## Text excerpt
To board the 7 train at Vernon Boulevard and ride it east towards Flushing is to travel through a geography more rich in language and crowded with culture than any other stretch of land in America. It is well known that Queens is among the most diverse places in the world — and the linguistic capital of the country — but often we only experience the veneers of this diversity: the sights, sounds and smells of the various communities’ ways of life. Underneath each one, however, is a deep range of stories: of remembrances of places left behind and newly arrived at; of the manner of these journeys and the attempts at carving out a space of belonging in a new home.

QUEENSBOUND, a collaborative audio project brilliantly curated by the Queens poet and essayist KC Trommer, goes about collecting these stories. Fifteen Queens-based writers and poets read a piece of writing corresponding to a Queens subway stop, mapping the borough with a web of spoken images and narratives.

At the Jackson Heights/Roosevelt Avenue R stop, Meera Nair considers the discordant realities in which an immigrant often lives in “In These Streets”: The speaker thinks of her grandmother’s kitchen as “a warm continent I sank into,” but also next door there is “the neighbor in 3c who wants me sent back to wherever.” Former Queens poet laureate Paolo Javier in “A True Account of Talking to the 7 in Sunnyside” at 40th Street on the 7 train, finds his favorite Korean bodega closed, and must explain to his small child the sad realities of gentrification and rising rents. And Jared Harél writes in “All Possible Fates” that while the universe might be expanding, “my apartment is not. This is balance, I tell myself” — a way for us all to come to terms with the confinements of city life.

[Region outline data]

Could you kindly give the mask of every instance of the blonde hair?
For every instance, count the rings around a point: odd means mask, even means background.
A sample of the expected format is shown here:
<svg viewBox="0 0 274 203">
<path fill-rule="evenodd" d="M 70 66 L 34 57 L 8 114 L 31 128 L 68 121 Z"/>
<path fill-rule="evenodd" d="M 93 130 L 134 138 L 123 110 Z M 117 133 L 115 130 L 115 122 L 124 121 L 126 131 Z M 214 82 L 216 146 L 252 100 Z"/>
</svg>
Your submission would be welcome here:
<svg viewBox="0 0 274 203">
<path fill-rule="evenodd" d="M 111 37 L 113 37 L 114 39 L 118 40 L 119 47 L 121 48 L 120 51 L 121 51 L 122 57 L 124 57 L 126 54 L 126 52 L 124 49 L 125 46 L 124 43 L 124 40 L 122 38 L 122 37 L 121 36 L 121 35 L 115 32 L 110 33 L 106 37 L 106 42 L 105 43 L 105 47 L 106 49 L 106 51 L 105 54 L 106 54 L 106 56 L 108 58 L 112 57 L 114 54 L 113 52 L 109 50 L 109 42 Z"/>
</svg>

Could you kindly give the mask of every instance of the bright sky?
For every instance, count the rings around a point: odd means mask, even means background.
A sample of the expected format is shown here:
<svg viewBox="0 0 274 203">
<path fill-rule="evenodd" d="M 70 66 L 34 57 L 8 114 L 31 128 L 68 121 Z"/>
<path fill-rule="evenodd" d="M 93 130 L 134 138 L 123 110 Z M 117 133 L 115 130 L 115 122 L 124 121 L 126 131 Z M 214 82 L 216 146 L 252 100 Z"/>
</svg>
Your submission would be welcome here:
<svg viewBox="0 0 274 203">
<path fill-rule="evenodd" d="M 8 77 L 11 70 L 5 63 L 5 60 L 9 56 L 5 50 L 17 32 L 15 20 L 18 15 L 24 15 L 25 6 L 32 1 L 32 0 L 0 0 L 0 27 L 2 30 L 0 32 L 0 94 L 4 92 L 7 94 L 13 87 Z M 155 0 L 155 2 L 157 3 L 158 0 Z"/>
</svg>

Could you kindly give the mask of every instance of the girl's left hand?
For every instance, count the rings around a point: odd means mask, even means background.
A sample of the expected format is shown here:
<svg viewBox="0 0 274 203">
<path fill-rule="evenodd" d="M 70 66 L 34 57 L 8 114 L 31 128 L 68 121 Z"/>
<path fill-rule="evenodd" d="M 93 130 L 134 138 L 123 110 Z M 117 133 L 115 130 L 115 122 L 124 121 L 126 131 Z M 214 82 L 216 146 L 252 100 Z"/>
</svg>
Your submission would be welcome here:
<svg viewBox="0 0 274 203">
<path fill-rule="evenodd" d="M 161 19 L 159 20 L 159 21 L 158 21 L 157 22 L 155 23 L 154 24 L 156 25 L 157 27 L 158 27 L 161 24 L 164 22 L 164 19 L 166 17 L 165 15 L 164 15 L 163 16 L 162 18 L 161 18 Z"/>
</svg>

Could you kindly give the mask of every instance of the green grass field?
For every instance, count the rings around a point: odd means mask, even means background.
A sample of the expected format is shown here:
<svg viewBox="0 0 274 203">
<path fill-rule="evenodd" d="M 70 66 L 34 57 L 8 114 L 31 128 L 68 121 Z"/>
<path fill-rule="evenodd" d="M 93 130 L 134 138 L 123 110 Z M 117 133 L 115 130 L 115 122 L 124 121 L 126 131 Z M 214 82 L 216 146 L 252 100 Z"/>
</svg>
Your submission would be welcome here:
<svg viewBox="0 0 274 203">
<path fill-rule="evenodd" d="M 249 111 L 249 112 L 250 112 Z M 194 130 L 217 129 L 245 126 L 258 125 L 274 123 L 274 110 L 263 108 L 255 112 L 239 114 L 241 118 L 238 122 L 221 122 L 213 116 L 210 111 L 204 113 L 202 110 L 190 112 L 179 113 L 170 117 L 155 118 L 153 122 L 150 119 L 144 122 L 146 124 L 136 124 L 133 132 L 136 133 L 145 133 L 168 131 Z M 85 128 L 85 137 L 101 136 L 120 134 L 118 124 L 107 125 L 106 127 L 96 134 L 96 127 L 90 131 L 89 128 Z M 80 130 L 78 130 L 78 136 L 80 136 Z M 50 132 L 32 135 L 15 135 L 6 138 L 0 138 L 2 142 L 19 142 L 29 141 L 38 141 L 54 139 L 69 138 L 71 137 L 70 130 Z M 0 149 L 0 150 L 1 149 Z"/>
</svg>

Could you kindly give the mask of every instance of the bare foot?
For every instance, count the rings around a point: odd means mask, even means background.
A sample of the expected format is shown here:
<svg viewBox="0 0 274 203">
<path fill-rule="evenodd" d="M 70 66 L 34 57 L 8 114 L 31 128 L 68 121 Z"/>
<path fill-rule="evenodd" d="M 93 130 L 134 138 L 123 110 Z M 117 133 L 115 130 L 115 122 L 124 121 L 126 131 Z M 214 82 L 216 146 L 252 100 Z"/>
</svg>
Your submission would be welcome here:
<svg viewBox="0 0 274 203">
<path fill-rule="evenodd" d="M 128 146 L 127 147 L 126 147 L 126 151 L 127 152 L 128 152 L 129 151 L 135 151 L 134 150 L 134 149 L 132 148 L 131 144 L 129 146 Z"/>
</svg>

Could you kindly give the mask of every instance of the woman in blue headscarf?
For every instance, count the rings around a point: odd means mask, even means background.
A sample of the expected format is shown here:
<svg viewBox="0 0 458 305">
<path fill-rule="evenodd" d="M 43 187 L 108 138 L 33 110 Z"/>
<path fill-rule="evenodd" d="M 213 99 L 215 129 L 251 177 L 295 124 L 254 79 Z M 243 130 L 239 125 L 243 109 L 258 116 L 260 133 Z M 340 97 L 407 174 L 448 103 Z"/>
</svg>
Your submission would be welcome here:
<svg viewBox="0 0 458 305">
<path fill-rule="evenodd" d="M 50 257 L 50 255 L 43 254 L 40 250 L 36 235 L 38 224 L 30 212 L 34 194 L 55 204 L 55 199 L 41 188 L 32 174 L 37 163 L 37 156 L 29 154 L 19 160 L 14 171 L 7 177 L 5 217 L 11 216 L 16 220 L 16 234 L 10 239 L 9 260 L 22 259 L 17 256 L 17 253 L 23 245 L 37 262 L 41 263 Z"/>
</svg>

## Job
Please extend the article about the QUEENSBOUND audio project with a few more sentences that pick up after its last line.

## Result of the task
Supported by a New Work Grant from the Queens Council for the Arts, QUEENSBOUND embeds the audio of each writer reading her or his work into a subway map of Queens designed by artist Kyle Richard. The project launched on Nov. 3 with a reading on the 7 line. Attendees boarded the train at Vernon Boulevard and rode it to Mets-Willets Point, where a reception at the Queens Museum was held.

After the success of the launch of QUEENSBOUND, we spoke with KC Trommer about the reasons Queens is such fertile ground for storytelling and poetry, and the importance of recording those stories.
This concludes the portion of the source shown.